Following a recent hearing in the Delhi High Court regarding the ban on e-cigarettes in the state, a debate has stirred up whether it is the right choice or not.

For a long time, health advocates, state attorney generals and a host of others have fought to reduce the use of cigarettes among the young generation, who are likely to get addicted to nicotine. E-cigarette is a battery-powered device that heats up a liquid to produce a vapour that resembles traditional cigarette smoke and it looks like a sleek USB flash drive.

According to the Council for Harm Reduced Alternatives (CHRA), a national tobacco harm reduction organisation, the ban on e-cigarettes would deprive millions of smokers of a safer choice and cause damage to public health. According to some, e-cigarettes are not only less harmful compared to tobacco cigarettes but also help smokers wean off the nicotine dependence and are touted by some as a safe way for adults to quit smoking cigarettes.

(Stored records)
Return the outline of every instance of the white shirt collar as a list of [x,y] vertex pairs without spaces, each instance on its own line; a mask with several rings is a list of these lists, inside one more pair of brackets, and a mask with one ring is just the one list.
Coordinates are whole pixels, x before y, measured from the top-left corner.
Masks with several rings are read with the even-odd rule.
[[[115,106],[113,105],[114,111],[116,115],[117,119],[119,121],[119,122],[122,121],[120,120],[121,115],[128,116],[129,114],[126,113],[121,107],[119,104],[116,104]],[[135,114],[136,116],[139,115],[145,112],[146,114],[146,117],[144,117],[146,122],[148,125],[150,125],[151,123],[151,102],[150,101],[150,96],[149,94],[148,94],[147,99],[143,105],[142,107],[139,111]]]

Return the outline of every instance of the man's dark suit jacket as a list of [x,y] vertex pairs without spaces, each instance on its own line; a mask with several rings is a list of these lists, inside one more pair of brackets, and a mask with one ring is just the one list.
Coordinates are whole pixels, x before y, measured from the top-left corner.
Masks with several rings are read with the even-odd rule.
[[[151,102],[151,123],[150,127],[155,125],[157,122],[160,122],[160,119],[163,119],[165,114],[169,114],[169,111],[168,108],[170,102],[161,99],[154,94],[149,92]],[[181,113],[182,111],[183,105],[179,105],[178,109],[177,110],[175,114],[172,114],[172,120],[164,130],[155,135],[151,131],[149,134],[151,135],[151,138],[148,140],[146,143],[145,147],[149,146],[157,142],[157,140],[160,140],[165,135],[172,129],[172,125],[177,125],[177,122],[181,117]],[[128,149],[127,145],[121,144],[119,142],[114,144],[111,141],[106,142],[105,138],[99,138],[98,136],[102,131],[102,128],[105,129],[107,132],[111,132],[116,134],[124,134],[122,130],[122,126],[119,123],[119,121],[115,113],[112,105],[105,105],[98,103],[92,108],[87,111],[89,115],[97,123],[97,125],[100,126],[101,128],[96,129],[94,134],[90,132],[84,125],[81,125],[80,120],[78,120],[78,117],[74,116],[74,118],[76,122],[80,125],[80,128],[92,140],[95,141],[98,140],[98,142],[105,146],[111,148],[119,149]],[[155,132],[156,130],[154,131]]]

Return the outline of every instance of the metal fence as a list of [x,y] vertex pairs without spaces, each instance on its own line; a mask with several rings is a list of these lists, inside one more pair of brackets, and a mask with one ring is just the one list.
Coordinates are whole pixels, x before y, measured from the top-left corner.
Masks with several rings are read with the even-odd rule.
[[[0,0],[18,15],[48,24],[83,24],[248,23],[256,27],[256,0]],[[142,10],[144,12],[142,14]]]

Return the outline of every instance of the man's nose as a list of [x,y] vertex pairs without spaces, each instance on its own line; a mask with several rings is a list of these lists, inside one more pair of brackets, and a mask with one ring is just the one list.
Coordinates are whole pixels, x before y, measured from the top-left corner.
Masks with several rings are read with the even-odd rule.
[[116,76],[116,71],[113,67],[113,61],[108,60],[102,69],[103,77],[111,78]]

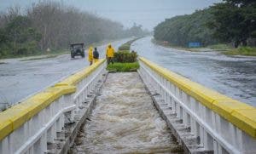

## EXERCISE SET
(a) Answer these about the e-cigarette ban text:
(i) Which court held the recent hearing on the ban?
(ii) What does an e-cigarette heat to produce its vapor?
(iii) What kind of organization is the Council for Harm Reduced Alternatives?
(b) Carry the e-cigarette ban text forward, beginning right after its last sentence.

## RESPONSES
(a)
(i) The Delhi High Court.
(ii) A liquid.
(iii) A national tobacco harm reduction organization.

(b)
When vaping, e-liquids are heated and inhaled with a reusable tool and since it doesn’t contain tar, it’s considered less carcinogenic. Also, it is believed that vaping poses far lower risk to bystanders than passive smoking.

However, others argue that there are less addictive methods present in the market to get smokers to quit, like nicotine patches, gum and lozenges.

Samarth Goyal (29) from Delhi, has been smoking cigarettes for the past 10 years and shifted to e-cigarettes for the purpose of quitting tobacco cigarettes. “It was of no use. I barely felt that I didn’t need to smoke the regular cigarette after I started smoking the e-cigarette, and I invariably found myself smoking the electronic version inside the office premises/theatres/malls and smoking the regular cigarettes in open spaces. E-cigarette just got me addicted to it instead of helping me get over the tobacco ones,” he tells the Media India Group.

E-cigarettes also pose a number of health risks, like insomnia, anxiety, a heightened risk of hypertension, cardiovascular disease, complications in pregnancy and lower sperm count. Because enough research hasn’t been done regarding vaping, it is difficult to gauge the extent of its negative effects.

Regions like Punjab, Haryana and Chandigarh have already declared e-cigarette as an ‘unapproved drug’ under the Drugs and Cosmetics Act, 1945. Further, states like Karnataka, Maharashtra, Mizoram, Jammu & Kashmir, Uttar Pradesh and Bihar have now banned their manufacture, distribution and sale.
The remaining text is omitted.